BEGIN Listed entries
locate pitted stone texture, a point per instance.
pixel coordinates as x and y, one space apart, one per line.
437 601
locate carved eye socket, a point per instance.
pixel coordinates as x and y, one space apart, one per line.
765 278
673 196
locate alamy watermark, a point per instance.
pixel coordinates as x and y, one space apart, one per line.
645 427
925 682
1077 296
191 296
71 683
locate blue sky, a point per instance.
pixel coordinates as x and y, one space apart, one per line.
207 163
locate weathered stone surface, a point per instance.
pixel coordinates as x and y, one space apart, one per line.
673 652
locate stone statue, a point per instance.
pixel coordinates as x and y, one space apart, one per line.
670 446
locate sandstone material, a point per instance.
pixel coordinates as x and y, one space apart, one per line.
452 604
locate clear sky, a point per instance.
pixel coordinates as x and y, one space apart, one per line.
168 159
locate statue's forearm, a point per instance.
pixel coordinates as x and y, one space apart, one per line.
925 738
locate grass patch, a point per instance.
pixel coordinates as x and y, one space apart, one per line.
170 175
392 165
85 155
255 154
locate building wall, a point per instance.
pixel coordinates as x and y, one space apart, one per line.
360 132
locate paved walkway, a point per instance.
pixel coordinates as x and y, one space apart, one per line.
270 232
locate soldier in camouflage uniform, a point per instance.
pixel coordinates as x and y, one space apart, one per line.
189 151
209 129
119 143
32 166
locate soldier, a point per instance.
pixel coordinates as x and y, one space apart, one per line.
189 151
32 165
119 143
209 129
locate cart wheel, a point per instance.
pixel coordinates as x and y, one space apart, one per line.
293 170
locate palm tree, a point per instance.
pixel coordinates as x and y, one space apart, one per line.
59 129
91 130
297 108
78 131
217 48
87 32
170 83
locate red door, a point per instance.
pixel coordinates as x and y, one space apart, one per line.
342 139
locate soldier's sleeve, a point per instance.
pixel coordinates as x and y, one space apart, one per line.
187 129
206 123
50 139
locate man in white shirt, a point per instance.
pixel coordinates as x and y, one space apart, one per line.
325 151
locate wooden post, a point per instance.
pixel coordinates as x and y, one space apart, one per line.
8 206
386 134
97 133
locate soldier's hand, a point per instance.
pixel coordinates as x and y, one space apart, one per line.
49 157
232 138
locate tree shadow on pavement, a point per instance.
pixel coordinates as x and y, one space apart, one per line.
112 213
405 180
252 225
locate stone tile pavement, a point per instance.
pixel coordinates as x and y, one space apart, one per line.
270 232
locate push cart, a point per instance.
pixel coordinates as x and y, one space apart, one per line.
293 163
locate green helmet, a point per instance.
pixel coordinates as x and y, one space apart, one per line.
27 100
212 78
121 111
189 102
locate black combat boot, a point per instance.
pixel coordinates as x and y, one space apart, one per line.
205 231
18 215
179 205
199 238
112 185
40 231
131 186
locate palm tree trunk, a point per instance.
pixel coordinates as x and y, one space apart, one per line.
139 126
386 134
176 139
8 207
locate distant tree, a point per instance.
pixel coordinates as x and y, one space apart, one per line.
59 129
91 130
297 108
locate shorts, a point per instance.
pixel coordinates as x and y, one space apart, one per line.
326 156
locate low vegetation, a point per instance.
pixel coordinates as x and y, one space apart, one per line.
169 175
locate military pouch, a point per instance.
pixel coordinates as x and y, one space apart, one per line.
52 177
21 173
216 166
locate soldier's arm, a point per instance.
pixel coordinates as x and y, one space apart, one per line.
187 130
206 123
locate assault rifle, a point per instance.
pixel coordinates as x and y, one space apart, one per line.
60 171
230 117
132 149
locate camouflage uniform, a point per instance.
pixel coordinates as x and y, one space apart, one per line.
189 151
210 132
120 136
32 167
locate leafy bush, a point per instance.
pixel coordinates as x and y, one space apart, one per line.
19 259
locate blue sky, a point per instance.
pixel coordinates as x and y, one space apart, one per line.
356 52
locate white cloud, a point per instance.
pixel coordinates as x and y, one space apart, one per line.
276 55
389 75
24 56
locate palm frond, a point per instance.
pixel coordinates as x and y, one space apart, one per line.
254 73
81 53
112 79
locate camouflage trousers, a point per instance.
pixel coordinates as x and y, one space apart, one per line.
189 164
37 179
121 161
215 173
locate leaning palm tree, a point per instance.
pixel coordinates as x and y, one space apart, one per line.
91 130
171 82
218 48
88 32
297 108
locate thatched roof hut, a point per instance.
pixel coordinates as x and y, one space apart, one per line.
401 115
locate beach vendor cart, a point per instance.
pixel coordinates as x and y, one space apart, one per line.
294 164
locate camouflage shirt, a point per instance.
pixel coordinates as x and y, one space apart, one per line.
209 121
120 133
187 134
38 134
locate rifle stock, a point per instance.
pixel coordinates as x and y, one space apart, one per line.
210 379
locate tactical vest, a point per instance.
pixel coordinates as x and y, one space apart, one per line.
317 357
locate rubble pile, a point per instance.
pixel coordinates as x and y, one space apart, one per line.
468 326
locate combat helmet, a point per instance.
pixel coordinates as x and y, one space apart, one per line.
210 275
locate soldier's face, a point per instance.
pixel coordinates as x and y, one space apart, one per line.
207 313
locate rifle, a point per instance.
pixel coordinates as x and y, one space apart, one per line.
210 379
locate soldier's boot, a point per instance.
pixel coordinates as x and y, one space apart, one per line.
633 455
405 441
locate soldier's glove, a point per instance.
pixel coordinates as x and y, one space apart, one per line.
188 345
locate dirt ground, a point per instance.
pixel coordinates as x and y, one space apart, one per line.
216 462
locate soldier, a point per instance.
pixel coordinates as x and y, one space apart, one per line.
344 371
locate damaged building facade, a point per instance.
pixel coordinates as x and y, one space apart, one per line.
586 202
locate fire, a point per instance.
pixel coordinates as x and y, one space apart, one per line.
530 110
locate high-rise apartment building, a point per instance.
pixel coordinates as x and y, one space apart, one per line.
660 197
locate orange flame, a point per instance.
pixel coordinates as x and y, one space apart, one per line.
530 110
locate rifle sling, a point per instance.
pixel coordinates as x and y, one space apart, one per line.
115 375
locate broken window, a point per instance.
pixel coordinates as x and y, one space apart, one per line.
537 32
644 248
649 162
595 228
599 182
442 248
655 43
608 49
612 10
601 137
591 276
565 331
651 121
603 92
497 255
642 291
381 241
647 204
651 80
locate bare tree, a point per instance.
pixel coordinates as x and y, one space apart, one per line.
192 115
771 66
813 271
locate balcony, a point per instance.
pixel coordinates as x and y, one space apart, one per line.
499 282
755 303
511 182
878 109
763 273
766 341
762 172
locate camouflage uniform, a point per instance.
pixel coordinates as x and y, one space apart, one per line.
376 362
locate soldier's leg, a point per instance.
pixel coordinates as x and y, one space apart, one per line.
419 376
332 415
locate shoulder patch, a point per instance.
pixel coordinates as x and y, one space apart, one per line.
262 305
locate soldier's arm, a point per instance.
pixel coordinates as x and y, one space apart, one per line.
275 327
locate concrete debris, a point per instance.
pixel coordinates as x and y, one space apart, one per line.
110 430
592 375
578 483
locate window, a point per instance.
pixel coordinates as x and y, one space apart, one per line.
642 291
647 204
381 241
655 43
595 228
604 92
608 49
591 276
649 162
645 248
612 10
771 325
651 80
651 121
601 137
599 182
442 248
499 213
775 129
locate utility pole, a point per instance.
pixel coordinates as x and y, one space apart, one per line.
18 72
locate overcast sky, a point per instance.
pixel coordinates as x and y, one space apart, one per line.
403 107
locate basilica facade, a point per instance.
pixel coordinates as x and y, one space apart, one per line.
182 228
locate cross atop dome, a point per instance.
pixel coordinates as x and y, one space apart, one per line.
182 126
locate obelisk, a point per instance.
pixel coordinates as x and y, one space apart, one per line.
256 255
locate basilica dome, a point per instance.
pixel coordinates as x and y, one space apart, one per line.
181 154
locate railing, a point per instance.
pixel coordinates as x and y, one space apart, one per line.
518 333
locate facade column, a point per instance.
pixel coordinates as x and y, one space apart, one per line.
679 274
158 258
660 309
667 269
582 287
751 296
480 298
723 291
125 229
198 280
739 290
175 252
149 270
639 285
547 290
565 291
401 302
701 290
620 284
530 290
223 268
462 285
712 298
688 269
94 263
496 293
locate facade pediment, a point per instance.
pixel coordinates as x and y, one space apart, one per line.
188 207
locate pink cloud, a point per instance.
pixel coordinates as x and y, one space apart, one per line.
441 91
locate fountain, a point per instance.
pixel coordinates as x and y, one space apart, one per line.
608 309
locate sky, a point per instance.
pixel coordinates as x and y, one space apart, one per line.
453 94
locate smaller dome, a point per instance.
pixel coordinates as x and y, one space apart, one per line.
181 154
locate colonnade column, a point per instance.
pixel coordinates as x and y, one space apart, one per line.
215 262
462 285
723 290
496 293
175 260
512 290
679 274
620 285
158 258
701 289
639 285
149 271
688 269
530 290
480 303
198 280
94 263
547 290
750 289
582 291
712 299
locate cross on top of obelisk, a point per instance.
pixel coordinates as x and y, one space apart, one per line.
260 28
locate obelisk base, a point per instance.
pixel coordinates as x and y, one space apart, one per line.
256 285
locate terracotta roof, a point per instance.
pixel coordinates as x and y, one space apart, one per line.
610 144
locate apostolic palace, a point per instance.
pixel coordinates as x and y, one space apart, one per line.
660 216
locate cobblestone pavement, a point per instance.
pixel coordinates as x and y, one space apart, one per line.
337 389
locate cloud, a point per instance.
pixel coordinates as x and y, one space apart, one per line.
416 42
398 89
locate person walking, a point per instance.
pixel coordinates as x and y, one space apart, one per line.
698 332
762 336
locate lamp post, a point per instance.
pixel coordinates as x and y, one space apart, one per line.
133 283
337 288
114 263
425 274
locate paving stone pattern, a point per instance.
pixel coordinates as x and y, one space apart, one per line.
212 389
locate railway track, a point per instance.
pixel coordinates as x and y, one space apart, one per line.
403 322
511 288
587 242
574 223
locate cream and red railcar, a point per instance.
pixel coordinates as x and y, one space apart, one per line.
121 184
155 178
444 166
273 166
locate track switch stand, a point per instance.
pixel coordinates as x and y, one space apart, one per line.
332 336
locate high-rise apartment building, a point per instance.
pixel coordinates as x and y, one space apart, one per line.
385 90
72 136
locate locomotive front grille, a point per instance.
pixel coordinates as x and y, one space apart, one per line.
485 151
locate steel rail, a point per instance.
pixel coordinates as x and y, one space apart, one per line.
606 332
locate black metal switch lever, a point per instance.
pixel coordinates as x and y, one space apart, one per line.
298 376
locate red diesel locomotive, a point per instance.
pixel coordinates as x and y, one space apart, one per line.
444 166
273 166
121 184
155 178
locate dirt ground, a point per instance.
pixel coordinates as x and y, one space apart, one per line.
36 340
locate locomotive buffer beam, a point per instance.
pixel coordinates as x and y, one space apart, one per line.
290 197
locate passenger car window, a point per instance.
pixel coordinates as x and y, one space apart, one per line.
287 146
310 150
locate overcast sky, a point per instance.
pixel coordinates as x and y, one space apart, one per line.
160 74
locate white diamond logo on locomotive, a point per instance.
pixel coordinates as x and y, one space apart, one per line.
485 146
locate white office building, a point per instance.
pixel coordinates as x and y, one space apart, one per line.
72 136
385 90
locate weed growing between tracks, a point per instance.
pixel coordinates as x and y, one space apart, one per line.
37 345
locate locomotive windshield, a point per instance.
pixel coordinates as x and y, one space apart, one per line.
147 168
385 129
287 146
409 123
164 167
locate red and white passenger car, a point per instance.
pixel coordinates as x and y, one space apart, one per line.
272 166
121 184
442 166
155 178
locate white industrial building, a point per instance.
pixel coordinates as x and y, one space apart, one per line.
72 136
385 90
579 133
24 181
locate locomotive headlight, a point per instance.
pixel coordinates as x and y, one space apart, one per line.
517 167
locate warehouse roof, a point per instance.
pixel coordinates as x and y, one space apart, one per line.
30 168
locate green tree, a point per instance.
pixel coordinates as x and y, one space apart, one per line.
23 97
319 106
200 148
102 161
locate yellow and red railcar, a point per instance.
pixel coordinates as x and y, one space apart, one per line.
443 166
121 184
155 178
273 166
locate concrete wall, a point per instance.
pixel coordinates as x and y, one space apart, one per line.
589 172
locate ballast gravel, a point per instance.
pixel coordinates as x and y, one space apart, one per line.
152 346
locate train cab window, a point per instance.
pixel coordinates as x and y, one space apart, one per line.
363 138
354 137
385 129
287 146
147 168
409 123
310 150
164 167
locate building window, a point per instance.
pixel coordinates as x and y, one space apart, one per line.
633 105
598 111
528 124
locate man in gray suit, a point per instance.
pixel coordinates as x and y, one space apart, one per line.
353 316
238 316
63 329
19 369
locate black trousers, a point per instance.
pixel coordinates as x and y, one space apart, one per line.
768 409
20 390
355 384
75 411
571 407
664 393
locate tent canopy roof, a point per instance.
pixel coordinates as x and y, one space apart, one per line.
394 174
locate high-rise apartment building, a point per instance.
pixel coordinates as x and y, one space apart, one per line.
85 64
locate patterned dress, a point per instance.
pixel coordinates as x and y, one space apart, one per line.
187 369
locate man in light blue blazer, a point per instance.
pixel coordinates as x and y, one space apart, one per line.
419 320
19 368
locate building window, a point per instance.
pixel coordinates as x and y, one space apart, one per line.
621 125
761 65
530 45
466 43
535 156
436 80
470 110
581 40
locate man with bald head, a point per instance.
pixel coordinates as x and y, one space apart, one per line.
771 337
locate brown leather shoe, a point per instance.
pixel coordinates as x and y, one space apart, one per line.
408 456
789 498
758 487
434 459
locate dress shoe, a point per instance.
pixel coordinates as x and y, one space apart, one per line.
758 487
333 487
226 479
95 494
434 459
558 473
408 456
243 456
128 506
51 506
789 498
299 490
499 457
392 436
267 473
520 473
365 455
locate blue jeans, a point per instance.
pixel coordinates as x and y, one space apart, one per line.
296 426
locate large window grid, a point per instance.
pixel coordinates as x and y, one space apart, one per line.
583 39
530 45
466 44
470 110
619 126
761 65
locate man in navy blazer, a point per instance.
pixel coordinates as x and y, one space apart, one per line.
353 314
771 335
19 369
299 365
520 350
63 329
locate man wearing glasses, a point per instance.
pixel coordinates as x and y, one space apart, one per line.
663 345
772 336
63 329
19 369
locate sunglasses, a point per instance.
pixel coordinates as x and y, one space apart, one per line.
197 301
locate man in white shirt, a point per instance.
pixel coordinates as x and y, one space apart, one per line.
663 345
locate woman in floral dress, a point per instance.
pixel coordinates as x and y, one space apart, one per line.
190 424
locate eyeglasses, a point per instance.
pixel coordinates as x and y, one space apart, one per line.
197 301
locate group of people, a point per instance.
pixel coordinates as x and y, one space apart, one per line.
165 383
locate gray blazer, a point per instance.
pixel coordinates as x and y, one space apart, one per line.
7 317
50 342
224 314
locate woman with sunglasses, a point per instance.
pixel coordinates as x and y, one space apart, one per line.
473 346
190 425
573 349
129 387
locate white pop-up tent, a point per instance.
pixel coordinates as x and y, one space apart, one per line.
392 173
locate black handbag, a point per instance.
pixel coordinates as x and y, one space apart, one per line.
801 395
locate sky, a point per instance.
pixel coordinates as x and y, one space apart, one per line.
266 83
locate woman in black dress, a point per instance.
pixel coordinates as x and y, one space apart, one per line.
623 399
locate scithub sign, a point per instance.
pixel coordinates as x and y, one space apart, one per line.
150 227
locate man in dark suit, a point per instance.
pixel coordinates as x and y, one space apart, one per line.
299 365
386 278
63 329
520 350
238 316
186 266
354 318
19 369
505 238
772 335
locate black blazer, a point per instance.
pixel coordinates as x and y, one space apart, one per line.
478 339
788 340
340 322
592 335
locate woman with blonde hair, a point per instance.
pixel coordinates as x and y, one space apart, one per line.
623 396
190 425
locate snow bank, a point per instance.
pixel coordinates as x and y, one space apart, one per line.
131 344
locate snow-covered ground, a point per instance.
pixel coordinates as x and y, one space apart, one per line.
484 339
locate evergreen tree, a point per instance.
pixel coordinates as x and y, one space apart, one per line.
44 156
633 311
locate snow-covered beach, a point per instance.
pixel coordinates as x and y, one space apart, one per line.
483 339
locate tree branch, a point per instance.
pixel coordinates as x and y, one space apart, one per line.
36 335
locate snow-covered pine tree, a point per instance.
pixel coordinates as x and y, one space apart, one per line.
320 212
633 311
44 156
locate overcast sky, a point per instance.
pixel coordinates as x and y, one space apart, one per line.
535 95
END Listed entries
● **Your task**
Your reply must contain exactly the lines from the first line of the data through the line holding "locate weathered stone", and nothing more.

● **Task response**
locate pitted stone texture, a point per instance.
pixel coordinates as x and y, one space apart, one per line.
437 601
locate carved eye socket, a point per instance.
pixel coordinates as x and y, one space apart, one per line.
765 278
673 196
locate alamy watermark, a point per instance.
pixel coordinates as x and y, one space apart, one per line.
645 427
925 682
1077 296
191 296
71 683
locate blue sky, a point per instance.
pixel coordinates as x and y, one space apart, one per line.
207 163
locate weathered stone surface, a point per instance.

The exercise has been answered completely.